[Records of labeled boxes]
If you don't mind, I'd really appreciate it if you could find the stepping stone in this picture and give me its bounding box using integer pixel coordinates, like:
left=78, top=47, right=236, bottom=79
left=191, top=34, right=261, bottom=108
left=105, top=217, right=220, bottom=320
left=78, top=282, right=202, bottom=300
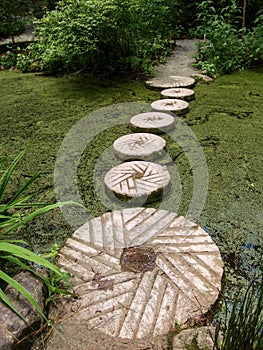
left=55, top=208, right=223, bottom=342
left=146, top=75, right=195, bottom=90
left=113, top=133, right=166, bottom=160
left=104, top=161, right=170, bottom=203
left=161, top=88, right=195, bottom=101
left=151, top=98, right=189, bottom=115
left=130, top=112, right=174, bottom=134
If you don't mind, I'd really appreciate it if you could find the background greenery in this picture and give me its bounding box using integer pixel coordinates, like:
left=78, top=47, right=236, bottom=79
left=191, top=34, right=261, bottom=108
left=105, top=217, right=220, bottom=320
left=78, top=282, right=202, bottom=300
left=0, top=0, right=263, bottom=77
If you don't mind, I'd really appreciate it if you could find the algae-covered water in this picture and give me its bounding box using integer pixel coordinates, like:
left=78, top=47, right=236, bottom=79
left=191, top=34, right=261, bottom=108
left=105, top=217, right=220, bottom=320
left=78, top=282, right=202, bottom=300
--
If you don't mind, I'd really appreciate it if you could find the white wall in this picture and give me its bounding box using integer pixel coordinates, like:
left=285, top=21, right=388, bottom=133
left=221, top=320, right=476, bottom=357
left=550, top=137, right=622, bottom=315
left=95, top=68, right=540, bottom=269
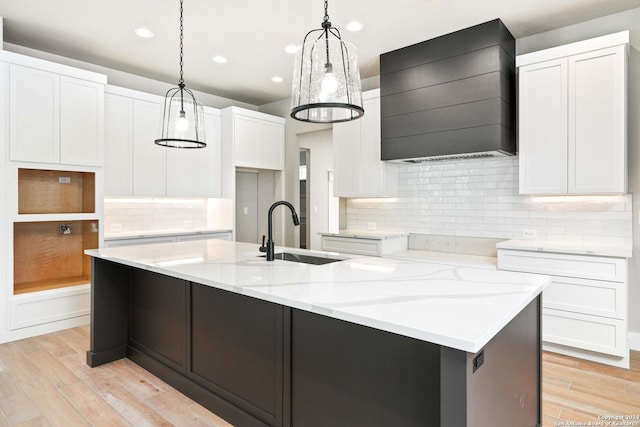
...
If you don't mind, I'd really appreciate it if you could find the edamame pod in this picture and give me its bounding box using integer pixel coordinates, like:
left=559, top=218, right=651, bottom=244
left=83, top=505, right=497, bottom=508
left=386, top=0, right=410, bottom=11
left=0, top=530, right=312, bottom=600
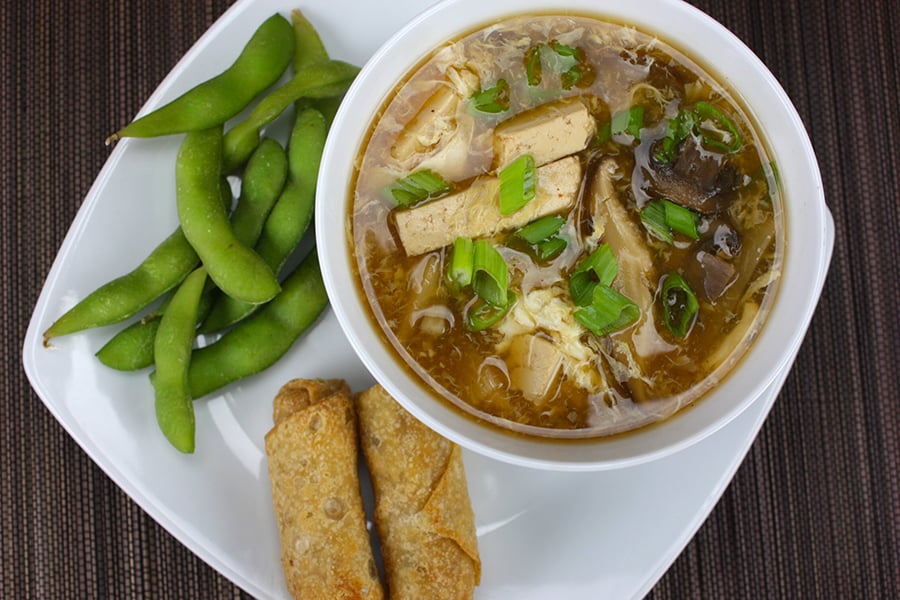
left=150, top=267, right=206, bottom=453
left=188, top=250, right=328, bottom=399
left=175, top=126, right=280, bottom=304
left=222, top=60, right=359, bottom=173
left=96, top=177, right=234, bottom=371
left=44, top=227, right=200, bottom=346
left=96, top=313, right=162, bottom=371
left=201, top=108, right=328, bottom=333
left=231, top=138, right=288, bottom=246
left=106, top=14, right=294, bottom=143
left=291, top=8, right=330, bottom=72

■ What you will do:
Turn the entries starting at the line containing "find the edamame" and ending at the line containing "left=291, top=8, right=330, bottom=72" into a two-column CSV with the columns instruction and boxes. Give one row per entry, put each field in quotes, replace line breaks with spaces, and leave out the pictures.

■ Worked answer:
instruction,boxes
"If you don't mind, I'd really appreciate it if you could find the edamame pod in this picture and give me its bounding box using integer pixel coordinates, like: left=559, top=218, right=651, bottom=244 left=83, top=505, right=497, bottom=508 left=386, top=0, right=410, bottom=11 left=0, top=530, right=312, bottom=600","left=150, top=267, right=206, bottom=453 left=188, top=250, right=328, bottom=399 left=175, top=126, right=280, bottom=304 left=222, top=60, right=359, bottom=173 left=96, top=177, right=234, bottom=371 left=44, top=227, right=200, bottom=346 left=96, top=313, right=162, bottom=371 left=201, top=108, right=328, bottom=333 left=231, top=138, right=288, bottom=246 left=106, top=14, right=294, bottom=143 left=291, top=8, right=330, bottom=72"